*Texte fourni*.
↓↓↓
J’ai beaucoup pensé à toi en visitant la grotte où saint Benoît avait son entrevue annuelle avec sa sœur sainte Scolastique, qui habitait un autre monastère sur une des collines latérales de la montagne. Cela m’a fait sentir très vivement certains traits de la vie morale ; il est dans notre nature des instincts qu’il vaut mieux nourrir et amuser que satisfaire ; car à l’état de désir, ils élèvent et ennoblissent ; une fois satisfaits, ils ne sont plus que des jouissances sans idéal. La soif est le but ; au lieu de se précipiter sur la coupe pour la satisfaire, il vaut mieux l’entretenir. Heureux saint Benoit ! Il voyait sa sœur une fois tous les ans, et il voyait à toute heure le toit qui l’abritait et sous lequel elle pensait à lui. J’ai trouvé beaucoup dans l’archivio. cette collection de manuscrits est la plus curieuse assurément que nous ayons explorée. J’ai découvert dans un manuscrit, qui jusqu’ici avait été mal décrit, le traité de la Théologie chrétienne d’Abélard, beaucoup plus complet que dans le texte publié par Martène[1]. Je rapporte ainsi à M. Cousin, plusieurs pages inédites. Grande sera sa joie. Ce

  1. Savant bénédictin de la congrégation de Saint-Maur, 1654-1739.
↑↑↑
*Lignes fournies*.
↓↓↓
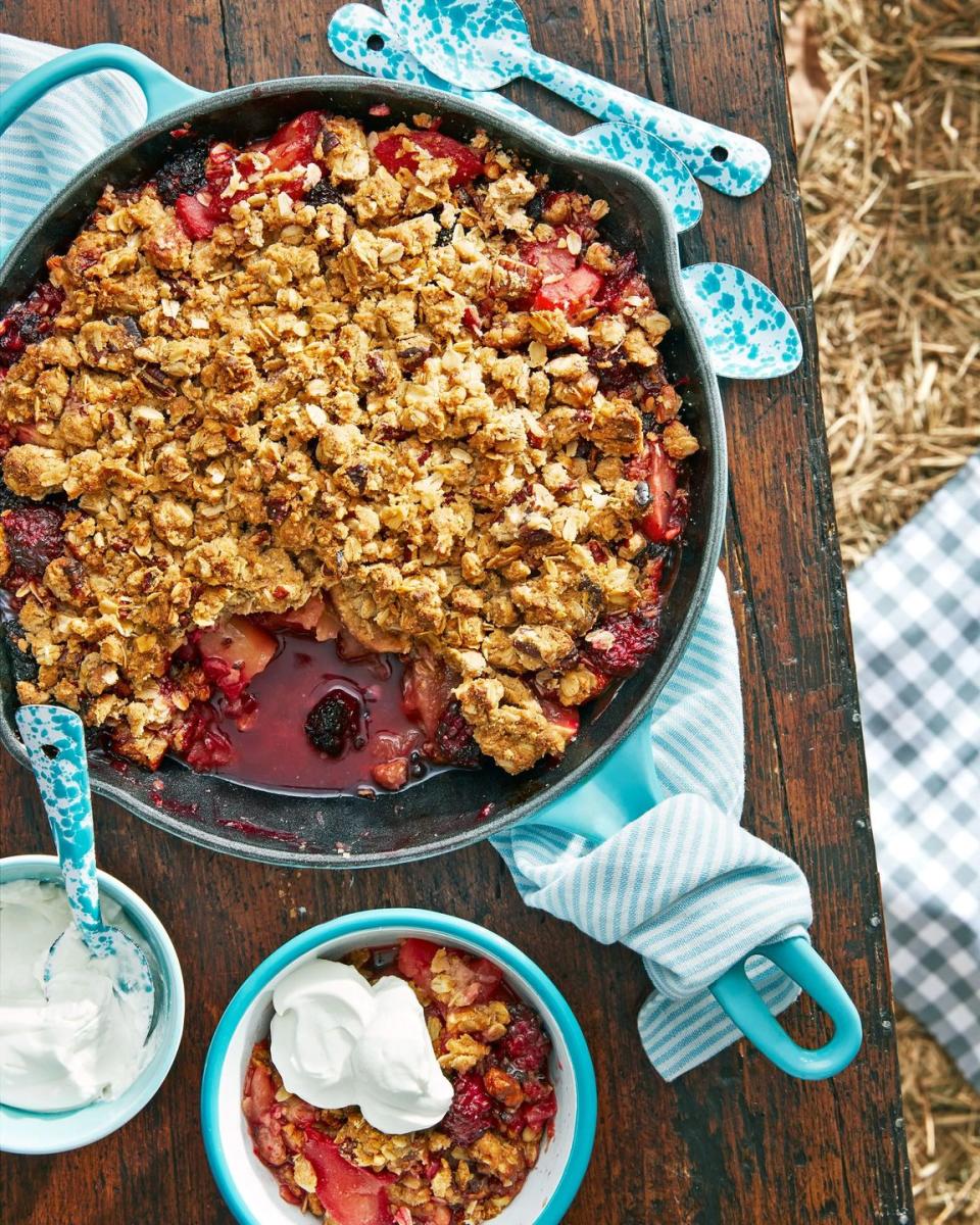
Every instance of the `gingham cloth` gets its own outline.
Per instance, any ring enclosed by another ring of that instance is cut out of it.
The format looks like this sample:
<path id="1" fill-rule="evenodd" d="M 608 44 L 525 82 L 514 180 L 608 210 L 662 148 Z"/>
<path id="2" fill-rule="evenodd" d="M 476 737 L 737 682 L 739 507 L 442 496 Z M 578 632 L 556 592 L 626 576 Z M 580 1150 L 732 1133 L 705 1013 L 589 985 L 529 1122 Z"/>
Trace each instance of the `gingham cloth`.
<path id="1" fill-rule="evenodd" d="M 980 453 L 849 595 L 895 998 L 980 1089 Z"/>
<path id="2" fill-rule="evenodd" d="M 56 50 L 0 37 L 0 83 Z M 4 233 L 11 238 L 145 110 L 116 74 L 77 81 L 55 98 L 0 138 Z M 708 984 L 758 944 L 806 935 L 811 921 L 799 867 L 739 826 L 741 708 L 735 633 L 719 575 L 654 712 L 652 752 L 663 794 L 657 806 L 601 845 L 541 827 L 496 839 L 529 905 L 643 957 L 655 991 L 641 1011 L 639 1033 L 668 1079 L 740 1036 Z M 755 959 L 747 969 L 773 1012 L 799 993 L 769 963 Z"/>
↑↑↑
↓↓↓
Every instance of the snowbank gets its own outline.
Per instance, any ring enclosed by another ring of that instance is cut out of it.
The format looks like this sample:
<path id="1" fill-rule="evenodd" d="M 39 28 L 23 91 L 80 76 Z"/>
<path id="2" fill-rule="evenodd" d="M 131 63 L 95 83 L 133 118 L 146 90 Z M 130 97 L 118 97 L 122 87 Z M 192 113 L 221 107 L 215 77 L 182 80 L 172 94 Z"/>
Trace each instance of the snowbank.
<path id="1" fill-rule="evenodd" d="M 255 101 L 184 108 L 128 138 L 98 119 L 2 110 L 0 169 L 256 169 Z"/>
↑↑↑
*Consignes*.
A. Selon la lettre, quel traité d'Abélard a été découvert dans un manuscrit ?
B. Pouvez-vous résumer la lettre en deux phrases ?
C. Quelles sont toutes les personnes nommées dans la lettre ?

*Résultats par tâche*.
A. Le traité de la Théologie chrétienne d'Abélard, plus complet que dans le texte publié par Martène.

B. La visite de la grotte où saint Benoît retrouvait chaque année sa sœur sainte Scolastique inspire une réflexion : certains instincts élèvent et ennoblissent tant qu'ils restent à l'état de désir, mais ne sont plus que des jouissances sans idéal une fois satisfaits. Dans l'archivio, collection de manuscrits jugée la plus curieuse de celles explorées, un manuscrit mal décrit jusque-là contient une version plus complète du traité de la Théologie chrétienne d'Abélard, dont plusieurs pages inédites seront rapportées à M. Cousin.

C. Saint Benoît, sainte Scolastique, Abélard, Martène, M. Cousin.